**WHAT YOU ARE ASKED TO DO:**
Copy every entry below word for word, including the coordinates, and leave the pictures out of your copy.

**********

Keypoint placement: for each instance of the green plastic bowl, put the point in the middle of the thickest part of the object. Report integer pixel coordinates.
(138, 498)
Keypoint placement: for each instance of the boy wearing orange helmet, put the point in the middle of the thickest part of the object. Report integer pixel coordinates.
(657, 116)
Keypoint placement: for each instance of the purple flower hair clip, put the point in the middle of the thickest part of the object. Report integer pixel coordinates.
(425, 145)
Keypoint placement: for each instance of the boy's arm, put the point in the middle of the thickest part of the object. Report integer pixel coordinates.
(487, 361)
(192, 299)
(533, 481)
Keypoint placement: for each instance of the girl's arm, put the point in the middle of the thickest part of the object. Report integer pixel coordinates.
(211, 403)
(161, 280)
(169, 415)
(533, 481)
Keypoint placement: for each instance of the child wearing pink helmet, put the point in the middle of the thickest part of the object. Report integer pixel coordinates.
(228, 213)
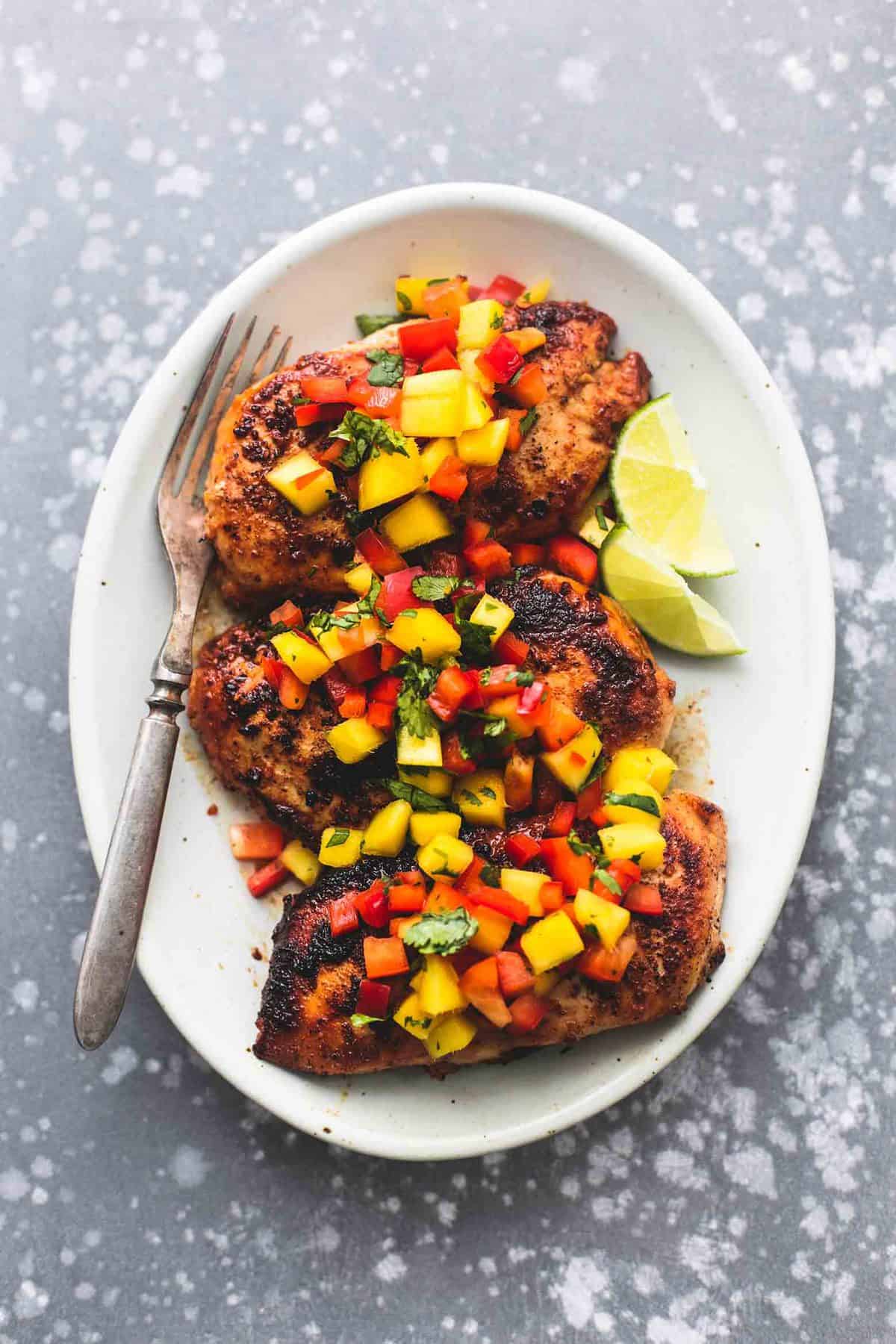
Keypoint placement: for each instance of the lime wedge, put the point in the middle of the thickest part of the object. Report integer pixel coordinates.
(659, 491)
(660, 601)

**********

**FULL OUTPUT:**
Keypoint placement: for each instance of the green plastic bowl, put the point in the middle of the thickest part of the object. Report integer pixel coordinates.
(138, 498)
Keypoint placement: for each instance of the boy wearing orange helmet, put the point in the middle of the thickest part of the object. Report integer pixel coordinates.
(657, 116)
Keypoint placement: for each instance of the purple flower hair clip, put the point in the middle of the thickest part of the object. Report integer pixel coordinates.
(425, 145)
Keypoint placement: for each instance of the boy's arm, put the point in the middle of the thickest part of the object. Report integer pixel coordinates.
(487, 361)
(192, 299)
(533, 481)
Keypoint placement: for each instance of the girl's arm, put the point in the middle of the thickest part of the object. Report integer pixel coordinates.
(211, 403)
(161, 280)
(169, 415)
(533, 481)
Keypoint placement: for each instance of the child wearing pink helmet, put the point in the middle of the thickest part of the object. Report integer pixel coordinates.
(228, 213)
Keypoint placement: for each instance of the lime wedge, put the point in the middle of the thickest part of the object. Report integer pixel coordinates.
(659, 491)
(660, 601)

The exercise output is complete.